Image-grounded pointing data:
+===+

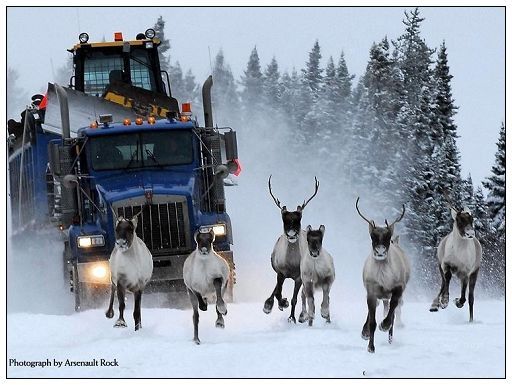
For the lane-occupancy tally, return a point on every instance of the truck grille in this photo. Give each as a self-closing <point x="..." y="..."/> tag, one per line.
<point x="162" y="226"/>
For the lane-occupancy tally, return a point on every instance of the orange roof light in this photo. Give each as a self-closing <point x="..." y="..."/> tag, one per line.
<point x="186" y="108"/>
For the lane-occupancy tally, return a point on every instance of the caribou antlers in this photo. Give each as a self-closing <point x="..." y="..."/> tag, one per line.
<point x="278" y="203"/>
<point x="372" y="223"/>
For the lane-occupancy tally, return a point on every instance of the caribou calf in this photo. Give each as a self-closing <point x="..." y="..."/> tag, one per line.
<point x="316" y="271"/>
<point x="385" y="276"/>
<point x="286" y="256"/>
<point x="131" y="267"/>
<point x="458" y="253"/>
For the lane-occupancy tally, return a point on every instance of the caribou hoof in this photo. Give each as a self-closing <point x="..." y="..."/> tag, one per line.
<point x="383" y="326"/>
<point x="283" y="304"/>
<point x="221" y="308"/>
<point x="269" y="304"/>
<point x="120" y="323"/>
<point x="459" y="303"/>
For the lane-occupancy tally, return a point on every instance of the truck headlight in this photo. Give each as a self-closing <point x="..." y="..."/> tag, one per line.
<point x="90" y="241"/>
<point x="219" y="229"/>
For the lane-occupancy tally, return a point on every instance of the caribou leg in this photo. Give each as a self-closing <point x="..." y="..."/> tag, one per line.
<point x="459" y="302"/>
<point x="269" y="303"/>
<point x="471" y="297"/>
<point x="110" y="310"/>
<point x="298" y="284"/>
<point x="136" y="310"/>
<point x="308" y="288"/>
<point x="303" y="314"/>
<point x="387" y="322"/>
<point x="435" y="303"/>
<point x="371" y="301"/>
<point x="324" y="307"/>
<point x="220" y="304"/>
<point x="195" y="317"/>
<point x="120" y="323"/>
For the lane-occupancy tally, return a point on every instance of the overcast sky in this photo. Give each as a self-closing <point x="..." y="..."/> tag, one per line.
<point x="475" y="38"/>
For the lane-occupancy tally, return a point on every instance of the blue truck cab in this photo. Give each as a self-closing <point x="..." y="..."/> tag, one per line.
<point x="141" y="156"/>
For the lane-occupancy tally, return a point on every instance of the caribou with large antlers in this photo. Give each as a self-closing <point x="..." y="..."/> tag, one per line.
<point x="385" y="275"/>
<point x="131" y="267"/>
<point x="458" y="253"/>
<point x="286" y="255"/>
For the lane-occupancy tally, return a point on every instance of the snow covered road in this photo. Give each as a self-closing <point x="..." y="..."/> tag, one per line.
<point x="253" y="344"/>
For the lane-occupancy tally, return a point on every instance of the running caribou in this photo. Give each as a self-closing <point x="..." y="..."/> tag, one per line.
<point x="385" y="276"/>
<point x="286" y="256"/>
<point x="458" y="253"/>
<point x="131" y="267"/>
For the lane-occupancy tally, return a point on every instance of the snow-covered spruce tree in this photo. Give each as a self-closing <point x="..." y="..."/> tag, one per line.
<point x="224" y="93"/>
<point x="272" y="86"/>
<point x="252" y="84"/>
<point x="496" y="186"/>
<point x="165" y="45"/>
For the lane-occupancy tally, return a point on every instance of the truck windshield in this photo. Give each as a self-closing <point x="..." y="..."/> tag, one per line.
<point x="103" y="67"/>
<point x="141" y="150"/>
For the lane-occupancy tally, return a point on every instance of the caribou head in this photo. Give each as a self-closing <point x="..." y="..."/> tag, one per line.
<point x="315" y="238"/>
<point x="204" y="239"/>
<point x="125" y="230"/>
<point x="291" y="219"/>
<point x="381" y="236"/>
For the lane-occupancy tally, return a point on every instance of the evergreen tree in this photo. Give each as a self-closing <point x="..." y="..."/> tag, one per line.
<point x="496" y="186"/>
<point x="272" y="86"/>
<point x="252" y="83"/>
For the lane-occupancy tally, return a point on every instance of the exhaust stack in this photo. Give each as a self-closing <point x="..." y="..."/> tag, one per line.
<point x="64" y="111"/>
<point x="207" y="102"/>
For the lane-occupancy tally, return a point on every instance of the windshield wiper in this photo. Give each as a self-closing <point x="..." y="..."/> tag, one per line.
<point x="153" y="157"/>
<point x="132" y="158"/>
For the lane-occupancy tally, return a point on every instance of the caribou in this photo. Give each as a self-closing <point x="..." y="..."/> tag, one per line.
<point x="458" y="253"/>
<point x="316" y="271"/>
<point x="385" y="276"/>
<point x="286" y="256"/>
<point x="131" y="267"/>
<point x="205" y="273"/>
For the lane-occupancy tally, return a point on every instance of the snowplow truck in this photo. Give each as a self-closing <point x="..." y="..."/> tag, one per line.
<point x="115" y="141"/>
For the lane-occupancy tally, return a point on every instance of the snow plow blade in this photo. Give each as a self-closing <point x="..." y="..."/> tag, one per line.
<point x="83" y="109"/>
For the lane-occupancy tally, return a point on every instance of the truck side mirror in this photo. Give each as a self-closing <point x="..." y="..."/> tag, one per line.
<point x="231" y="145"/>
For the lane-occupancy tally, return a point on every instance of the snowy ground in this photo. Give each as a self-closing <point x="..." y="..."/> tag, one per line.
<point x="257" y="345"/>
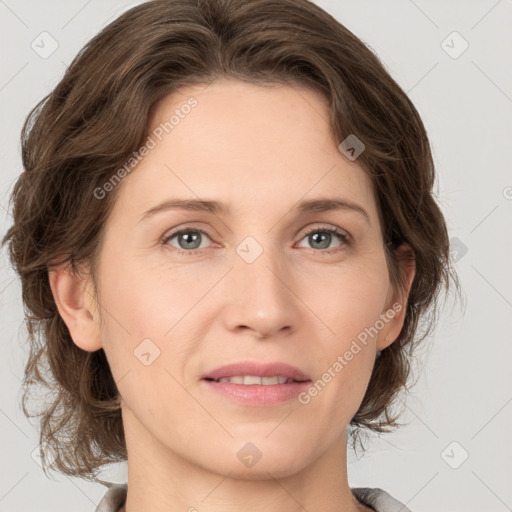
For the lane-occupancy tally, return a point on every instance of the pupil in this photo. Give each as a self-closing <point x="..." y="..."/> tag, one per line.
<point x="326" y="237"/>
<point x="191" y="235"/>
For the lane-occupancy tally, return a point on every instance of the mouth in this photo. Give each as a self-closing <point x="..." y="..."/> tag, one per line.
<point x="255" y="380"/>
<point x="257" y="384"/>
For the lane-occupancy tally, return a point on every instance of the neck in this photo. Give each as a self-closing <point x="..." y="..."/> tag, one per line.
<point x="162" y="481"/>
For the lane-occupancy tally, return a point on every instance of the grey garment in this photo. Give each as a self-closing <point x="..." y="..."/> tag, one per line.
<point x="377" y="499"/>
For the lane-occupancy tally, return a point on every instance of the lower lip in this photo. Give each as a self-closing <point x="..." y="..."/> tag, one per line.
<point x="258" y="395"/>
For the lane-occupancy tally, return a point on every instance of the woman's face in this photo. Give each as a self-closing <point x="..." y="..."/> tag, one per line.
<point x="245" y="284"/>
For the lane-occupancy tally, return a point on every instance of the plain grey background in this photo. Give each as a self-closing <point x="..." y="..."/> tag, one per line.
<point x="453" y="59"/>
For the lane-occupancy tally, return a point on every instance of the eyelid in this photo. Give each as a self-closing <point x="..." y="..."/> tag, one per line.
<point x="337" y="231"/>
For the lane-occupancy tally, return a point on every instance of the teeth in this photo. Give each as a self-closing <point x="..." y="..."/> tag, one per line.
<point x="251" y="380"/>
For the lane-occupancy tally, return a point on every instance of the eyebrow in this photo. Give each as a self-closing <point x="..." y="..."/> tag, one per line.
<point x="218" y="208"/>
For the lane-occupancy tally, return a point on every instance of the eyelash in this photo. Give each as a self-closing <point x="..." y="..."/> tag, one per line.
<point x="333" y="231"/>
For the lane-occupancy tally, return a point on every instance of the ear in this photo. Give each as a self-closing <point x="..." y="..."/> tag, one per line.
<point x="73" y="295"/>
<point x="396" y="304"/>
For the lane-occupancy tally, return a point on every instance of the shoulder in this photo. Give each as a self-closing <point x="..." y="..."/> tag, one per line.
<point x="378" y="499"/>
<point x="113" y="499"/>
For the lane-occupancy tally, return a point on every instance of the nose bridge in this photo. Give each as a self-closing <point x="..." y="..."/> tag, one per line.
<point x="259" y="296"/>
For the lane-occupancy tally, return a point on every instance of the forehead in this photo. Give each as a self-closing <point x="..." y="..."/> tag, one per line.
<point x="256" y="146"/>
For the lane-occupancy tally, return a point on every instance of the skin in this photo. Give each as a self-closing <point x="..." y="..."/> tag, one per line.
<point x="260" y="150"/>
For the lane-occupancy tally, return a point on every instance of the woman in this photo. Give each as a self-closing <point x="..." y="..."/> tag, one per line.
<point x="227" y="240"/>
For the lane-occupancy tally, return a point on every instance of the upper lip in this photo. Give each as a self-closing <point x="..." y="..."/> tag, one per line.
<point x="257" y="369"/>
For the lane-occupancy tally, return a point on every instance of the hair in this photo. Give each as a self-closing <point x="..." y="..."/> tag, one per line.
<point x="80" y="134"/>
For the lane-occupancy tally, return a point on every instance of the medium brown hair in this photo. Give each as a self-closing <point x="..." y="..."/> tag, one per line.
<point x="78" y="136"/>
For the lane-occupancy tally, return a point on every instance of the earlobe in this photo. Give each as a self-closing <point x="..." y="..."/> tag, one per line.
<point x="397" y="306"/>
<point x="75" y="303"/>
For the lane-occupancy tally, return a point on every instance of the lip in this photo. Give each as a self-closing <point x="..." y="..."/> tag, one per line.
<point x="257" y="395"/>
<point x="257" y="369"/>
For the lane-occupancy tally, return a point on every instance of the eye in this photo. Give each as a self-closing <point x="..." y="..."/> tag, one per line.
<point x="189" y="239"/>
<point x="321" y="238"/>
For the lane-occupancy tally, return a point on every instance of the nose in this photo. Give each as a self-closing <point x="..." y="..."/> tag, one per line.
<point x="260" y="297"/>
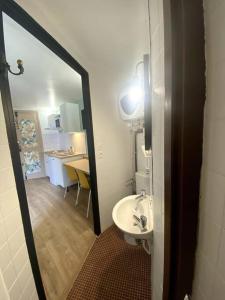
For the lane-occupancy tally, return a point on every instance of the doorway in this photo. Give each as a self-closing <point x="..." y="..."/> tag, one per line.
<point x="33" y="166"/>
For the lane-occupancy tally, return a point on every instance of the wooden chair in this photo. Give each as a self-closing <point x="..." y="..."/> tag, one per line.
<point x="84" y="183"/>
<point x="72" y="176"/>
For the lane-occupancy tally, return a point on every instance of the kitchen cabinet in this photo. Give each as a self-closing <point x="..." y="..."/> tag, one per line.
<point x="70" y="115"/>
<point x="56" y="171"/>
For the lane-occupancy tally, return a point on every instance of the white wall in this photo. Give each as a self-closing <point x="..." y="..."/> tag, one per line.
<point x="16" y="278"/>
<point x="209" y="278"/>
<point x="157" y="60"/>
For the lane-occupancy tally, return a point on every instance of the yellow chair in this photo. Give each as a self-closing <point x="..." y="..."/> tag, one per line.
<point x="72" y="176"/>
<point x="84" y="182"/>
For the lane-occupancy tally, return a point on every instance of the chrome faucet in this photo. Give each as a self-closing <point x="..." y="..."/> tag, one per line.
<point x="140" y="198"/>
<point x="142" y="222"/>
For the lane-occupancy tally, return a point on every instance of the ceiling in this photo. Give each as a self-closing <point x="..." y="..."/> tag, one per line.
<point x="106" y="33"/>
<point x="47" y="81"/>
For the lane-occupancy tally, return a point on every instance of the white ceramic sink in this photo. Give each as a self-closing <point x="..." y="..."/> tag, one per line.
<point x="123" y="213"/>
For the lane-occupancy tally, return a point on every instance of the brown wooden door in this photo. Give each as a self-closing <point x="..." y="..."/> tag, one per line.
<point x="30" y="143"/>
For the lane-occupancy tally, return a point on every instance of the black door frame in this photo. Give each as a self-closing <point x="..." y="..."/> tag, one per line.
<point x="184" y="113"/>
<point x="14" y="11"/>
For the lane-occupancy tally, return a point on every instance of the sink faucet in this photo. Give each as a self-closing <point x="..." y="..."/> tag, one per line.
<point x="142" y="222"/>
<point x="140" y="198"/>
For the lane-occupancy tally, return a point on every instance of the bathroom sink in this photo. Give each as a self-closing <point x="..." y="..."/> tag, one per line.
<point x="123" y="216"/>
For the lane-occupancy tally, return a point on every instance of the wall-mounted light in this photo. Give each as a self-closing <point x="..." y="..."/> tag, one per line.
<point x="5" y="65"/>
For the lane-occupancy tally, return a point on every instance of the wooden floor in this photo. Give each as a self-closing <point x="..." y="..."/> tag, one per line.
<point x="63" y="236"/>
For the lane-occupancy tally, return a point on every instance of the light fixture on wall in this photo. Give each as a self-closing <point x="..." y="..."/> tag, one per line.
<point x="5" y="65"/>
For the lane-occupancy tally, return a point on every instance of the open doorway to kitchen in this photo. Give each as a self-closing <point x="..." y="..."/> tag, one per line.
<point x="48" y="115"/>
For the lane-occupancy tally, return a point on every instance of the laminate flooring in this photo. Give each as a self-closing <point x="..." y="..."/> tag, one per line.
<point x="62" y="233"/>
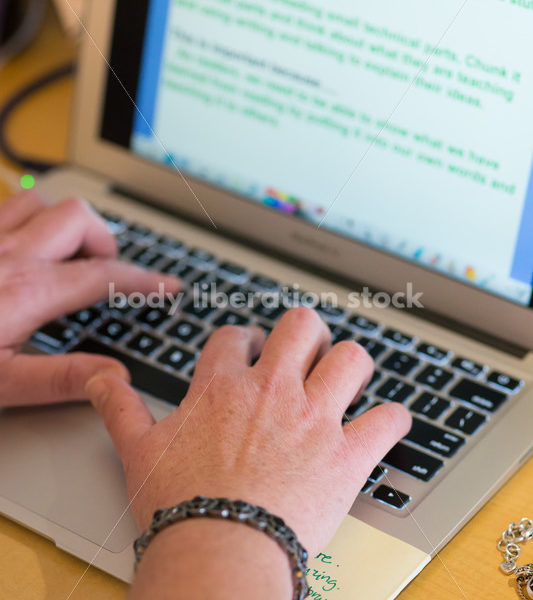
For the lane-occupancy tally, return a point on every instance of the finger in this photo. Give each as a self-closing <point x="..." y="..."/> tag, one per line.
<point x="63" y="288"/>
<point x="49" y="379"/>
<point x="340" y="376"/>
<point x="375" y="432"/>
<point x="65" y="230"/>
<point x="18" y="209"/>
<point x="125" y="415"/>
<point x="296" y="343"/>
<point x="230" y="349"/>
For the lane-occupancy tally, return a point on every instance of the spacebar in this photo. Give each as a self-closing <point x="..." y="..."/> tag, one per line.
<point x="144" y="377"/>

+===+

• Work required: Copy the lines exactly. Start at the line with "of the laminate", end at the last line above, include both, and omit all pictures.

• Written solution:
For the lane-occupancy tally, return a point on every instance of the laminate flooring in this photo. Give each as a self-closing <point x="..." y="..."/> tag, one per line.
<point x="62" y="233"/>
For the lane-occupancy tally, return a point on every instance of the finger in this photo. Give each as a self-closing <point x="..." y="..."/> tag, one per line.
<point x="63" y="288"/>
<point x="49" y="379"/>
<point x="340" y="376"/>
<point x="375" y="432"/>
<point x="65" y="230"/>
<point x="18" y="209"/>
<point x="125" y="415"/>
<point x="296" y="343"/>
<point x="230" y="349"/>
For the lane-occupancy tally, return a point on every instance of the spacebar in this photo. Give each as a self-closing <point x="..." y="..."/> tag, one per line.
<point x="144" y="377"/>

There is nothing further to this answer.